PAGE EXTRACT:
[Start of section]
Views expressed in The Advocate's opinion articles are those of the writers and do not necessarily represent the views of The Advocate or our parent company, Equal Pride.
When the Supreme Court ruling on Roe V. Wade came down last Friday, I was gathered with other LGBTQ+ community members just outside of the Stonewall Inn to commemorate the groundbreaking for the Stonewall National Monument's visitor center. What was sure to be a powerful event honoring the expansion of our community's greatest historic locations was undercut by the devastating news. As I read that six of the justices had delivered on a white supremacist patriarchal Christo-fascist goal of controlling the bodies and destinies of birthing people, I felt gutted. Just as those fierce queer, trans, and gender-nonconforming folks stood up against the New York Police Department back in June 1969, so too would communities on the margins have to defend ourselves against SCOTUS.
Though I am a woman who will never experience the threat of forced birth, I do know what it's like to feel like you aren't in control of your body. I have known what it's like to be defined by my genitalia, to lack access to medically necessary transition-related care, and to interact with a health care system with archaic and restrictive standards about my medical decisions. I don't have to be a birthing person to know that this was a cisheteropatriarchal attack on bodily autonomy. And this wasn't the first time our institutions failed us on this front this year.
In early June, Florida Gov. Ron DeSantis continued his assault on the rights of trans youth and their parents and caretakers in accessing gender-affirming health care, care that's supported by every major medical association as safe, effective, and lifesaving. His administration requested the state's board regulating doctors to ban access for young trans people hours after the state's Health Department released a report calling for a ban on Medicaid coverage for affirming care for trans people of all ages. These actions fly in the face of research and widely held consensus in both the medical and scientific communities about the safety and necessity of gender-affirming care.
[End of section]
WORK INSTRUCTION 1: In the opinion piece, rewrite the stretch from "When the Supreme" through "ourselves against SCOTUS.", replacing "visitor center" with "welcome center".
WORK INSTRUCTION 2: According to the opinion piece, what was the writer gathered outside the Stonewall Inn to commemorate when the Roe v. Wade ruling came down?

RAW DATA:
[Start of section]
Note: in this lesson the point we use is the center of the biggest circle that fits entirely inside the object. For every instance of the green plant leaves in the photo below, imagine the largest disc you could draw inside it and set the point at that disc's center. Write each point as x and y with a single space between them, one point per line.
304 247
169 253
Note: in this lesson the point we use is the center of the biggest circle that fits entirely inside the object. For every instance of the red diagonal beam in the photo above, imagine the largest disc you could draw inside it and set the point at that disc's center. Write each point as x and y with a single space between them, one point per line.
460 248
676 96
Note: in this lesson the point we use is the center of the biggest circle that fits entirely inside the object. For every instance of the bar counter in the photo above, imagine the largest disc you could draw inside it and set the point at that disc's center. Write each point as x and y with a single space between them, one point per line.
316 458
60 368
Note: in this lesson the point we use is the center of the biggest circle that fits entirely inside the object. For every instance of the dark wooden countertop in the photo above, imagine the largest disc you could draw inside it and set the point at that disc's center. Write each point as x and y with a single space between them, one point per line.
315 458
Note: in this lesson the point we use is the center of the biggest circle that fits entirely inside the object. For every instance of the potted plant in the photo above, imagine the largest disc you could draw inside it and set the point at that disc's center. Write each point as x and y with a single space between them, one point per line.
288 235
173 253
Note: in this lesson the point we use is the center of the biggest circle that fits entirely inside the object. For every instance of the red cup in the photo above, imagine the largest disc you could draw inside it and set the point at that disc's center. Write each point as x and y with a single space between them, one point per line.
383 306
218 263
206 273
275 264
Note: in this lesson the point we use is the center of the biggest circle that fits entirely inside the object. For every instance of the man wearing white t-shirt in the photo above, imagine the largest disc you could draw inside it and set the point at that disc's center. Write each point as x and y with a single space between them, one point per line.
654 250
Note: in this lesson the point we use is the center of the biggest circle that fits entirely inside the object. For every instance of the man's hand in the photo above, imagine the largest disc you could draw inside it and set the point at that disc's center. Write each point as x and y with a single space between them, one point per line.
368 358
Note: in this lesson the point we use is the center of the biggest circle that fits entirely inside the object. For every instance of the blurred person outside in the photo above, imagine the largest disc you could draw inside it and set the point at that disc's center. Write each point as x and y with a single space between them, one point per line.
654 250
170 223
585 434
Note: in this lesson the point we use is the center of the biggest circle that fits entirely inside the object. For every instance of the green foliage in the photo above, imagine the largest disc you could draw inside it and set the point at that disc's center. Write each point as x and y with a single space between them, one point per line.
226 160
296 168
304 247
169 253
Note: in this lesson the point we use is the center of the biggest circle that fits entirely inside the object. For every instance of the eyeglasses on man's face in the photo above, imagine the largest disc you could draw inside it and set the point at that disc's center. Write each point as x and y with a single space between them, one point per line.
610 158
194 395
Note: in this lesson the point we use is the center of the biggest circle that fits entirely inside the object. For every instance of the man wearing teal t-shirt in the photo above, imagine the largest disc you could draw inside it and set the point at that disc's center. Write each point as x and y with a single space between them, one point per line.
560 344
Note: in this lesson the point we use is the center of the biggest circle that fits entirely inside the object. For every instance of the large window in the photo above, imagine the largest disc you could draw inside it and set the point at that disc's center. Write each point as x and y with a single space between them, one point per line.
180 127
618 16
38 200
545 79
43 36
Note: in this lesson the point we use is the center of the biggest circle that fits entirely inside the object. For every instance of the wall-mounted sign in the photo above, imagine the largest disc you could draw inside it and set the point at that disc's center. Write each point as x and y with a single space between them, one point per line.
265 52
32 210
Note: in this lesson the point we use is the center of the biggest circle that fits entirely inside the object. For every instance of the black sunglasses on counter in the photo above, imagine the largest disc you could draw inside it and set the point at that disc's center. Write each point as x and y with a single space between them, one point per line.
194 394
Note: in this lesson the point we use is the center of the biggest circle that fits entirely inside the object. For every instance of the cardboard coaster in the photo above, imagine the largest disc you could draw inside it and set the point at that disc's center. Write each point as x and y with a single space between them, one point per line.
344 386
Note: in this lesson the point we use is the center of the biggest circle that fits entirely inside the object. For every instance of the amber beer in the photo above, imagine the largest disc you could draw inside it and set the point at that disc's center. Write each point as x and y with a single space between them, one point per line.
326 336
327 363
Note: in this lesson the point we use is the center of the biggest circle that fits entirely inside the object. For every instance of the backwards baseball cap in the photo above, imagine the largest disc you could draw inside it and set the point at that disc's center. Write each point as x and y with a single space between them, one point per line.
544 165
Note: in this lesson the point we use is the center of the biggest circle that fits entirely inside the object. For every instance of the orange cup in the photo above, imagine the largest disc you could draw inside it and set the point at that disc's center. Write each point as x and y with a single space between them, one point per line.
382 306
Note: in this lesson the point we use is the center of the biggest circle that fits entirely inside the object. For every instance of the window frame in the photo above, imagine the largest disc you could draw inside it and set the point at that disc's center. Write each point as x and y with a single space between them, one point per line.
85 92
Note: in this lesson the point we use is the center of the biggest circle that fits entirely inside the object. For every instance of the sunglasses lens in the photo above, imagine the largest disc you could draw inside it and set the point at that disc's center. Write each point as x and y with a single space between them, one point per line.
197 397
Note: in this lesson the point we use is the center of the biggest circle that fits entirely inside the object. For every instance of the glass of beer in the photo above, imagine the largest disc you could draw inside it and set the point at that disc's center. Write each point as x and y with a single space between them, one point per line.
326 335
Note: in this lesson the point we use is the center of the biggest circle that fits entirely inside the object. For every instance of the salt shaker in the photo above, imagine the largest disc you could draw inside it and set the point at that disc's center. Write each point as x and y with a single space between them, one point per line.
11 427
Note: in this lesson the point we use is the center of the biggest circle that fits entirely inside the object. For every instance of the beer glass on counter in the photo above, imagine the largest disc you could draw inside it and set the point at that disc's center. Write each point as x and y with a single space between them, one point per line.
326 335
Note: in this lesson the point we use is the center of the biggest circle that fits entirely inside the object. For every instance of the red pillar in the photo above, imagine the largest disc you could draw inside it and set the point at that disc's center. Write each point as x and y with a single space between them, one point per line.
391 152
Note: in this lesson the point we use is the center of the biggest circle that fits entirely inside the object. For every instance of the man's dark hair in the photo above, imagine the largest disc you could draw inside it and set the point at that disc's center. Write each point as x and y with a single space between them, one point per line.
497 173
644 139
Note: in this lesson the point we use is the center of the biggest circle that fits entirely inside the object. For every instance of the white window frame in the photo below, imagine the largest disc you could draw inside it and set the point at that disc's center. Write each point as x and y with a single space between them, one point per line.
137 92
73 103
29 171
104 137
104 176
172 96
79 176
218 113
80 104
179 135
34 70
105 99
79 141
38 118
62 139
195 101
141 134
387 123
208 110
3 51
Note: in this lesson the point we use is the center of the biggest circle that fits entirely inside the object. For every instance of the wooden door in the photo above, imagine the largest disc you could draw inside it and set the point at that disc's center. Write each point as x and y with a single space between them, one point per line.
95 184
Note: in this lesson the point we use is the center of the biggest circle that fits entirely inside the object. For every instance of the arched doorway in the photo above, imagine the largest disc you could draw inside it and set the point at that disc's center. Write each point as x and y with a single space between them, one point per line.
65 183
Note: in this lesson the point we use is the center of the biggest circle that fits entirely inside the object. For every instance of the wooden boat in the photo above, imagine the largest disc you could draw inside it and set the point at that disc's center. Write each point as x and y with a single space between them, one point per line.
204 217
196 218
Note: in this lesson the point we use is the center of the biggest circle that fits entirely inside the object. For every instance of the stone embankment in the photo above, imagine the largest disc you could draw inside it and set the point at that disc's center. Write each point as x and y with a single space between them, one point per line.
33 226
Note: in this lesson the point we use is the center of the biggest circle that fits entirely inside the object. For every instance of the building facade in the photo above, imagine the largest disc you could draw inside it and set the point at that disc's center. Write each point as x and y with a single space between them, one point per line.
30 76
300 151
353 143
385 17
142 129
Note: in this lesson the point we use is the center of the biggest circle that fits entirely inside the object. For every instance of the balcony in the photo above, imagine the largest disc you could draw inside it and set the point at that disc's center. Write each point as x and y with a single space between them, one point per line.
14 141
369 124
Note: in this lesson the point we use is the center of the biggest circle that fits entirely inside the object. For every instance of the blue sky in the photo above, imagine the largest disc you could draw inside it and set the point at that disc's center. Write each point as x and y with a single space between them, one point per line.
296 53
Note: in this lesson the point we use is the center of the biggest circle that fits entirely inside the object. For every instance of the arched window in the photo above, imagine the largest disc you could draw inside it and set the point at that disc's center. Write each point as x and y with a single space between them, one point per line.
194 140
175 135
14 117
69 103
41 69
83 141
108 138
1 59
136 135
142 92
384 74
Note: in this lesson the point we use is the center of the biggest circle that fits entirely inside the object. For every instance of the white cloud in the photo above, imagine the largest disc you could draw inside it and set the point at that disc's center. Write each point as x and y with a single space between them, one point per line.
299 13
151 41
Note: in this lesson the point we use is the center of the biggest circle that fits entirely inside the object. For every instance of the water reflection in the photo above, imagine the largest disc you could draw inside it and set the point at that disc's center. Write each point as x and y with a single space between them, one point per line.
[End of section]
EXPECTED ANSWER 1:
When the Supreme Court ruling on Roe V. Wade came down last Friday, I was gathered with other LGBTQ+ community members just outside of the Stonewall Inn to commemorate the groundbreaking for the Stonewall National Monument's welcome center. What was sure to be a powerful event honoring the expansion of our community's greatest historic locations was undercut by the devastating news. As I read that six of the justices had delivered on a white supremacist patriarchal Christo-fascist goal of controlling the bodies and destinies of birthing people, I felt gutted. Just as those fierce queer, trans, and gender-nonconforming folks stood up against the New York Police Department back in June 1969, so too would communities on the margins have to defend ourselves against SCOTUS.

EXPECTED ANSWER 2: The groundbreaking for the Stonewall National Monument's visitor center.